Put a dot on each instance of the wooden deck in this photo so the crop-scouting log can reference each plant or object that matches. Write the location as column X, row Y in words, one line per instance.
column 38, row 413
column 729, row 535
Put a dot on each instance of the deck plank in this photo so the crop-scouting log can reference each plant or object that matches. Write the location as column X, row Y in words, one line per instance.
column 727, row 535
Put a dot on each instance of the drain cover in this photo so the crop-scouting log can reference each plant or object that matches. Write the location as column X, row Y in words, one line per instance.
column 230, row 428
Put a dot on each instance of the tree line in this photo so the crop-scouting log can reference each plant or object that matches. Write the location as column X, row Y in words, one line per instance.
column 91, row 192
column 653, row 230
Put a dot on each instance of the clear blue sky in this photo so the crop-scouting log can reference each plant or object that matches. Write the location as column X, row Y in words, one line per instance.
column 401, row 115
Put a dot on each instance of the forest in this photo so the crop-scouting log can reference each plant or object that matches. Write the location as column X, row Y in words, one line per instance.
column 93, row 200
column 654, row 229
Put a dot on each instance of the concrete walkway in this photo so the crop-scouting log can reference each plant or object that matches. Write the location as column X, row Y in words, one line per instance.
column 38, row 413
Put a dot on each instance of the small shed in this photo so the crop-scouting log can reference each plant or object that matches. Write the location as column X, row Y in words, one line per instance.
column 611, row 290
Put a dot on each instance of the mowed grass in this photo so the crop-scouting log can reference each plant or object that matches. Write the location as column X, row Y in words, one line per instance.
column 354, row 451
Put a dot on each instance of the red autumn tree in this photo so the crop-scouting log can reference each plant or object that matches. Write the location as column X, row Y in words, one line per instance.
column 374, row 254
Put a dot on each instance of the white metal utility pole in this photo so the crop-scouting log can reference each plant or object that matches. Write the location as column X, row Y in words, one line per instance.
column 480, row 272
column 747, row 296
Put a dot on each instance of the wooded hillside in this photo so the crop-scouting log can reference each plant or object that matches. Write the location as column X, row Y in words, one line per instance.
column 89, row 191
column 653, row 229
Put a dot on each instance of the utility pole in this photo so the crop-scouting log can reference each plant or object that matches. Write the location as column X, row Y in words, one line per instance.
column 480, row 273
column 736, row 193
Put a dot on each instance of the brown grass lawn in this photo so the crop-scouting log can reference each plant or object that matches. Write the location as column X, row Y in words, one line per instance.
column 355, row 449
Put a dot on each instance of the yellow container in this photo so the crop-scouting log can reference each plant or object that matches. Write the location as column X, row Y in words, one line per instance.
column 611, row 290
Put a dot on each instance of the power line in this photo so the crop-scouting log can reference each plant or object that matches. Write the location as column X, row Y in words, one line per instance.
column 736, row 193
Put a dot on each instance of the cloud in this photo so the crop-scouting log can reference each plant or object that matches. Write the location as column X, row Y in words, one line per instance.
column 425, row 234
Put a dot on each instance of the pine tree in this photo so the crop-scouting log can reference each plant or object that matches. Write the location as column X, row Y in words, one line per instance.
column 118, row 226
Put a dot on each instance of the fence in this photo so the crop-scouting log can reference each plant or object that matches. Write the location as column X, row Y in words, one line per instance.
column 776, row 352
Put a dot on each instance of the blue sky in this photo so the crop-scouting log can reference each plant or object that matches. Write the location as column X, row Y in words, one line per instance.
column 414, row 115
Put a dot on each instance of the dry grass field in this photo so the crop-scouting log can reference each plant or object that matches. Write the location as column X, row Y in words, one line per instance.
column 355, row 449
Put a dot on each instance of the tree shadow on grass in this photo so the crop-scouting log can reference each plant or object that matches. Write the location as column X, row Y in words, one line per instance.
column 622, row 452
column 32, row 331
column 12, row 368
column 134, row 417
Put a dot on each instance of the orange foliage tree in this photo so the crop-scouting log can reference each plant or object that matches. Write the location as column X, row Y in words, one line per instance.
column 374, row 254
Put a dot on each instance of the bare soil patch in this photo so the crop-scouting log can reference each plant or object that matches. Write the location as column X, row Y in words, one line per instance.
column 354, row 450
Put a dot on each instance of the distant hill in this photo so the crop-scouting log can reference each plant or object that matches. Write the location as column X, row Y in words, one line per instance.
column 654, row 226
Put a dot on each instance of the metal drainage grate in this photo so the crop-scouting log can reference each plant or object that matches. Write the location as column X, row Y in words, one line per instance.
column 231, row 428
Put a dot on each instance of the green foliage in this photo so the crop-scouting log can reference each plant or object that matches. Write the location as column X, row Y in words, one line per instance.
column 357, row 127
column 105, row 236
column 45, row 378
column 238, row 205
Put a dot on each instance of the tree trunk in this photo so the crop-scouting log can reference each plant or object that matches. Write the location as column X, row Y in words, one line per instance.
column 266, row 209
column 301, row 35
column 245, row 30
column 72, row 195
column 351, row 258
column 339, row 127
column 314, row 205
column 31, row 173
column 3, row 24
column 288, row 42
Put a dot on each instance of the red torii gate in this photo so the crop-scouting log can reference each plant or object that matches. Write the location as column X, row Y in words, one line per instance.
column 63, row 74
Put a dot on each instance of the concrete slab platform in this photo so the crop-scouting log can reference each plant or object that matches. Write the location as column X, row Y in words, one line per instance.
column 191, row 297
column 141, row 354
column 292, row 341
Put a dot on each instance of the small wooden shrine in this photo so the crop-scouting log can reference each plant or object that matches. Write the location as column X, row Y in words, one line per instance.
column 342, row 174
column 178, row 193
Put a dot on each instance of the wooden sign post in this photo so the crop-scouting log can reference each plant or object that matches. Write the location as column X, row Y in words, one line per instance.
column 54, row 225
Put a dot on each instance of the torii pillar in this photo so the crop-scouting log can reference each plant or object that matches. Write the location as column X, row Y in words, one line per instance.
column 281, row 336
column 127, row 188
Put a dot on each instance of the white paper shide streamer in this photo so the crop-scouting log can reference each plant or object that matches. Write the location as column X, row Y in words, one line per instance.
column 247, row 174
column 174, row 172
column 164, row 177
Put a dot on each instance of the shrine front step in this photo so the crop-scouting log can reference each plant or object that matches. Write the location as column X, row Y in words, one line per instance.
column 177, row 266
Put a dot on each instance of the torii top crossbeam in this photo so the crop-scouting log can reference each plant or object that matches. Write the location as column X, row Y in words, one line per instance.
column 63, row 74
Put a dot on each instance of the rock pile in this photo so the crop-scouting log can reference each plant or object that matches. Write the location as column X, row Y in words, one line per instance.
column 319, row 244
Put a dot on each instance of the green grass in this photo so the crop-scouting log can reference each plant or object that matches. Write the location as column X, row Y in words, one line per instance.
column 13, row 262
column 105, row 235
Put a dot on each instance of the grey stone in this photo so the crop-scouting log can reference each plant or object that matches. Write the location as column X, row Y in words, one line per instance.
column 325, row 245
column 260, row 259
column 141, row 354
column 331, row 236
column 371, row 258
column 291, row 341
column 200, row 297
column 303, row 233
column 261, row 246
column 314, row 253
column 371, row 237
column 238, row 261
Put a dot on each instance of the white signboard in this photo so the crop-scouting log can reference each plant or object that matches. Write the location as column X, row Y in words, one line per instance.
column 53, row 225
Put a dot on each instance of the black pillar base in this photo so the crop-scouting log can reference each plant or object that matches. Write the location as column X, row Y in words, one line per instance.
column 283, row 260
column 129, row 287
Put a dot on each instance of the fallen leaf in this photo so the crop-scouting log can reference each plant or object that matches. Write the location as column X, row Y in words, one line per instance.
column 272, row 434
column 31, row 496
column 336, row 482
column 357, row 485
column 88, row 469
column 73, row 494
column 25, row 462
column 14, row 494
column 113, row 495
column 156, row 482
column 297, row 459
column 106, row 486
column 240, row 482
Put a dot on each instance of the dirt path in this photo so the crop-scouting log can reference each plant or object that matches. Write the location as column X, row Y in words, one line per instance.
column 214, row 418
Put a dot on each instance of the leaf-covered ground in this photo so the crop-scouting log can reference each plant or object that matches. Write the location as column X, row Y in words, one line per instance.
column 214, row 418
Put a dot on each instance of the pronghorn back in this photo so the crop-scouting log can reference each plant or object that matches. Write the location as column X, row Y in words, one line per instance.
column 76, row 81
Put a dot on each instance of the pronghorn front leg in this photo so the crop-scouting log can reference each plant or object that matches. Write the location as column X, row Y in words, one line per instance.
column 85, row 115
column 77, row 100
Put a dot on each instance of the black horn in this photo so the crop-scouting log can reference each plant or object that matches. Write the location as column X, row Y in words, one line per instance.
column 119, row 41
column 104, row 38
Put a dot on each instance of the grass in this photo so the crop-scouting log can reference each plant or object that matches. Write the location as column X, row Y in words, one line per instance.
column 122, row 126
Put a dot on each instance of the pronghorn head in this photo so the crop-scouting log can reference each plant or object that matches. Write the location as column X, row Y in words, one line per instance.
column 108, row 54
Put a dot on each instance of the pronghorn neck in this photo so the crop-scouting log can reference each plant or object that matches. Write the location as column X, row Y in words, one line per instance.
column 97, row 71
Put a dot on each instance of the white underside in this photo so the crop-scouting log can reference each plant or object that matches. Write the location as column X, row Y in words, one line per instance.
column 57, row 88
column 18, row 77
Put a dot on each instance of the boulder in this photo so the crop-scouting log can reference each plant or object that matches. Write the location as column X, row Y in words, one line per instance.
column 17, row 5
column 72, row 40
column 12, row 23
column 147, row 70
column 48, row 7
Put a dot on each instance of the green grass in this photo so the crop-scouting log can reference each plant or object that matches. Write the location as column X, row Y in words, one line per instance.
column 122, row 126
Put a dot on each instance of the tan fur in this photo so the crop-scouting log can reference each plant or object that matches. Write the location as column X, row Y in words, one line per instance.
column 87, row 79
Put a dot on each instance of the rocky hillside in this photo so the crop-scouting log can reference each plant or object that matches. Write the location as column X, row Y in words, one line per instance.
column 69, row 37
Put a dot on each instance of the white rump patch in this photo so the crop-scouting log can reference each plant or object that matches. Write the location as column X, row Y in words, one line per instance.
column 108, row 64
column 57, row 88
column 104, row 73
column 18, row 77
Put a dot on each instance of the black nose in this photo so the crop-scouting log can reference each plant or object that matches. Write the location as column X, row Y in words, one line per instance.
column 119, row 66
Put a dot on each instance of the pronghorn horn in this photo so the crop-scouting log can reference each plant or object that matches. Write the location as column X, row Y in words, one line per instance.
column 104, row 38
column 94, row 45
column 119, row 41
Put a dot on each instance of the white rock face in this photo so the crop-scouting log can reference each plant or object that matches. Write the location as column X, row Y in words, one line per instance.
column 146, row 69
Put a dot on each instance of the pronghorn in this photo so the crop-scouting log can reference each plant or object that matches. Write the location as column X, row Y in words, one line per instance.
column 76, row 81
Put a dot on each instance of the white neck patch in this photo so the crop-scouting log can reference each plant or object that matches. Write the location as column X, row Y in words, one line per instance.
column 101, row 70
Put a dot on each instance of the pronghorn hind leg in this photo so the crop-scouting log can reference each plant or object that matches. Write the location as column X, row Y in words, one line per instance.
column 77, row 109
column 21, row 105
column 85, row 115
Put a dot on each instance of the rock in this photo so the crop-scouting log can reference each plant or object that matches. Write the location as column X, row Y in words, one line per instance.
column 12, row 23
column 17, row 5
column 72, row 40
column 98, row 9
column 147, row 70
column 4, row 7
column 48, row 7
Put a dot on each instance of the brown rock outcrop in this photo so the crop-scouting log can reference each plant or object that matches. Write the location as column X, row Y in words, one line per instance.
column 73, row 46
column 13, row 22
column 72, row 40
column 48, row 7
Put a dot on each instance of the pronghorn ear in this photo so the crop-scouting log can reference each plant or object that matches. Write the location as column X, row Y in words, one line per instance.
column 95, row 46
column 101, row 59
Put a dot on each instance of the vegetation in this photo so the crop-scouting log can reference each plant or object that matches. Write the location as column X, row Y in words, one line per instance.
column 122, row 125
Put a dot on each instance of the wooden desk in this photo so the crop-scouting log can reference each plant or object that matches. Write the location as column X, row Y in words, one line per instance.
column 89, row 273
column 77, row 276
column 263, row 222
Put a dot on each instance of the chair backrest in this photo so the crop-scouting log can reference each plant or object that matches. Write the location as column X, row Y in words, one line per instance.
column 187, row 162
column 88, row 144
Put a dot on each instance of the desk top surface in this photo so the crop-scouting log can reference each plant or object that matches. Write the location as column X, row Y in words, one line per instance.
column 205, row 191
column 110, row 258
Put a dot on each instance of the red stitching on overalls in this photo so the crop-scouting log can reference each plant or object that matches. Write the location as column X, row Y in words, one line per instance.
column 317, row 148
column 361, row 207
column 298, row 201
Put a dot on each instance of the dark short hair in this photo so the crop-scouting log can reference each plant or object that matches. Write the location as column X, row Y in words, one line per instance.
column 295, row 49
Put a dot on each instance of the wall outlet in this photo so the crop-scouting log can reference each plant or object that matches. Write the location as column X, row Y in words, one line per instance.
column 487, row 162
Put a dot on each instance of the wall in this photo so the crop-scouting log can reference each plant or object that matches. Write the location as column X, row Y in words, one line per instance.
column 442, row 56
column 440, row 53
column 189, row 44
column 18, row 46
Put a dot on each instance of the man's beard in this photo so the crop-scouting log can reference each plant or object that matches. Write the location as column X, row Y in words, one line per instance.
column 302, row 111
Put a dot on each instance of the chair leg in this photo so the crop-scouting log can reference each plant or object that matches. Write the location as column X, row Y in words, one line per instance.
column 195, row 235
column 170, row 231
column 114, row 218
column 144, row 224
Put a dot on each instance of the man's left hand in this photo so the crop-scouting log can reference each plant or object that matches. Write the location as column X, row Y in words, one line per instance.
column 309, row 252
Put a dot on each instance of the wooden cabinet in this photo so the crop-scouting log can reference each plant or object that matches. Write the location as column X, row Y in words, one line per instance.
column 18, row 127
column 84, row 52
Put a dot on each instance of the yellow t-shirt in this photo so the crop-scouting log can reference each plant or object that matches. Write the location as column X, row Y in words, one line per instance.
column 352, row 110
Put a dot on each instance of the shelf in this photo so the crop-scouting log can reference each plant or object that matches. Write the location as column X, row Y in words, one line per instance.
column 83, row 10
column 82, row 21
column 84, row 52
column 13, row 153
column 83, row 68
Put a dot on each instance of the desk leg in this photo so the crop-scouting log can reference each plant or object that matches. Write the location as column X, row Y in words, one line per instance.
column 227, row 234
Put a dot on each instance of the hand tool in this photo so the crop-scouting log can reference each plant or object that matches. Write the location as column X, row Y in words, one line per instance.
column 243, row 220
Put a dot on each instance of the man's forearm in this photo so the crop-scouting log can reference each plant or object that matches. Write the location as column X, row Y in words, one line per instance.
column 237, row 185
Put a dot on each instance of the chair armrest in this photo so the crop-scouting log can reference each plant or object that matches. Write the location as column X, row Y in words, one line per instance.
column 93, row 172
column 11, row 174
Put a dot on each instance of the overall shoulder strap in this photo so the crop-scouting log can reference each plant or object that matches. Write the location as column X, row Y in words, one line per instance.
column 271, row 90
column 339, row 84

**Task goal**. Quote only the lines from the line containing "Put a dot on each instance of the desk leg" through the end of the listing, please, keeping both the first and the last line.

**Result**.
Put a dot on each instance of the desk leg in this photo so the crop-scouting log can reference each plant or object that matches. Write the location as column X, row Y in words, one line per instance.
column 227, row 234
Put a dot on each instance of the hand tool in this photo so the crop-scouting log can reference each plant or object that matches. Write the location as column X, row Y in words, one line per instance.
column 243, row 220
Put a dot on each instance of the man's forearm in this photo so the crop-scouting log can reference each plant or object that matches. Write the location as column X, row Y in words, one line per instance.
column 237, row 185
Put a dot on each instance of the chair armrest in this photo so the crop-scouting log can reference each plant or object that matches. Write the location as column X, row Y in words, one line per instance.
column 93, row 172
column 11, row 174
Put a dot on each instance of the overall shoulder strap in this photo so the crop-scouting log can reference each plant or object that matches. Write the location as column X, row Y in words, one line per instance.
column 271, row 90
column 339, row 84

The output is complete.